## Texto proporcionado
———
Efectivamente, el principal probema de Un habitante del lago es el factor agotamiento. Es tan mimético con los escritos de Lovecraft que al tercer relato uno se da cuenta que no va encontrar nada nuevo (exceptuando los nuevos aficionados que acaben de terminar la bibliografía de H. P. L y tengan ganas de más Mitos). Aunque sabiendo la edad de Campbell cuando se escribieron y publicaron, las quejas sobre el estilo tienden a minimizarse mucho. He continuado leyendo algo más de este señor, y de momento Nazareth Hill es el que más interesante me parece.
Pienso como tú. El problema de los discípulos/admiradores/imitadores de Lovecraft es que acaban convirtiendo los temas de éste en una fórmula, y como toda fórmula artística degenera en monotonía. A mí me pasa con Derleth, con el problema añadido del maniqueísmo con que éste empobreció la temática lovecraftiana (eso sí, Derleth es admirable por su encomiable labor de rescate de su amigo y maestro). En cuanto a Campbell, como digo, la edición es más interesante por lo bonito de las ilustraciones, los comentarios del escritor, muchos años después de la redacción, y por poder asistir al proceso de la edición, que por la calidad de los relatos en sí. Del resto de sus novelas, sólo he leído «Los sin nombre», de la que guardo un buen recuerdo, pero no he vuelto a asomarme a nada más. Es una labor pendiente.
———
[Elementos de un conjunto de datos]
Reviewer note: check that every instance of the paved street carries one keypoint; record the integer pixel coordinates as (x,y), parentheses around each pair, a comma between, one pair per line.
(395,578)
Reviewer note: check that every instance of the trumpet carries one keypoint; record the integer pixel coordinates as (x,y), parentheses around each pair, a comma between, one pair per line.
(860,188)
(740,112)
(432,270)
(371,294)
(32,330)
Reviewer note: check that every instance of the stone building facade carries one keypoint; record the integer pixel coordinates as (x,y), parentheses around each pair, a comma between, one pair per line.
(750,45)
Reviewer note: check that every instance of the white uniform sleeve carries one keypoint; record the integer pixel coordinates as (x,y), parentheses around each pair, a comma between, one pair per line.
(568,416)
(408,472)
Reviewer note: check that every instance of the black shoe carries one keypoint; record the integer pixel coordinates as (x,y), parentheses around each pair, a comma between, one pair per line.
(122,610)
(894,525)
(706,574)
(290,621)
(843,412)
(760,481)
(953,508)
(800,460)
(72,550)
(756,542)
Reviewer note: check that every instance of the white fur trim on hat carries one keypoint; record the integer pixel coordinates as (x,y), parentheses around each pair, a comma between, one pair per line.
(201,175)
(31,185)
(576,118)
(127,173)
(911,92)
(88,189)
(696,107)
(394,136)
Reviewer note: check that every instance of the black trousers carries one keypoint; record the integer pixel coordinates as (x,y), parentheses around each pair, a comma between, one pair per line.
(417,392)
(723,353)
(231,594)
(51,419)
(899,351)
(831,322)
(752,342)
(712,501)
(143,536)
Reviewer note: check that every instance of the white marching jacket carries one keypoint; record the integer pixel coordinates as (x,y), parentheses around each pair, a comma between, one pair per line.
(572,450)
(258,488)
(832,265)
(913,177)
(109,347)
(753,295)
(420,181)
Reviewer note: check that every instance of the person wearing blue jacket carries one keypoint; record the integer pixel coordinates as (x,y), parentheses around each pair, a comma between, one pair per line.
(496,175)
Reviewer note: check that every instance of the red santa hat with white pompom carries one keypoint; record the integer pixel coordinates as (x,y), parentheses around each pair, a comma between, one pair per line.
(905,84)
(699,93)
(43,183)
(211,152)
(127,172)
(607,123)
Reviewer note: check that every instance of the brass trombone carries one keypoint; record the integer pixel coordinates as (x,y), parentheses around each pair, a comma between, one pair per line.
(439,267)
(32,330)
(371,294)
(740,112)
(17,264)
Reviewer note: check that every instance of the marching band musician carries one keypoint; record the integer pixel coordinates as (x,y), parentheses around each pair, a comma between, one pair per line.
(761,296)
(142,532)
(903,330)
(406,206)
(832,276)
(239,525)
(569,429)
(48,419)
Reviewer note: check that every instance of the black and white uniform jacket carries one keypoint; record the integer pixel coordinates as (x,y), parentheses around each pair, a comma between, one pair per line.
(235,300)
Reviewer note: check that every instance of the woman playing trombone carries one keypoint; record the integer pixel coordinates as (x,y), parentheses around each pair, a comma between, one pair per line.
———
## Instrucciones
1 – Actualiza el tramo del texto sobre Campbell que va desde "Efectivamente, el principal" hasta "interesante me parece.", sustituyendo "señor" por "autor".
2 – Enumera todos los títulos de libros que aparecen en el texto sobre Campbell.

## Soluciones
1 –
Efectivamente, el principal probema de Un habitante del lago es el factor agotamiento. Es tan mimético con los escritos de Lovecraft que al tercer relato uno se da cuenta que no va encontrar nada nuevo (exceptuando los nuevos aficionados que acaben de terminar la bibliografía de H. P. L y tengan ganas de más Mitos). Aunque sabiendo la edad de Campbell cuando se escribieron y publicaron, las quejas sobre el estilo tienden a minimizarse mucho. He continuado leyendo algo más de este autor, y de momento Nazareth Hill es el que más interesante me parece.

2 –
Un habitante del lago
Nazareth Hill
Los sin nombre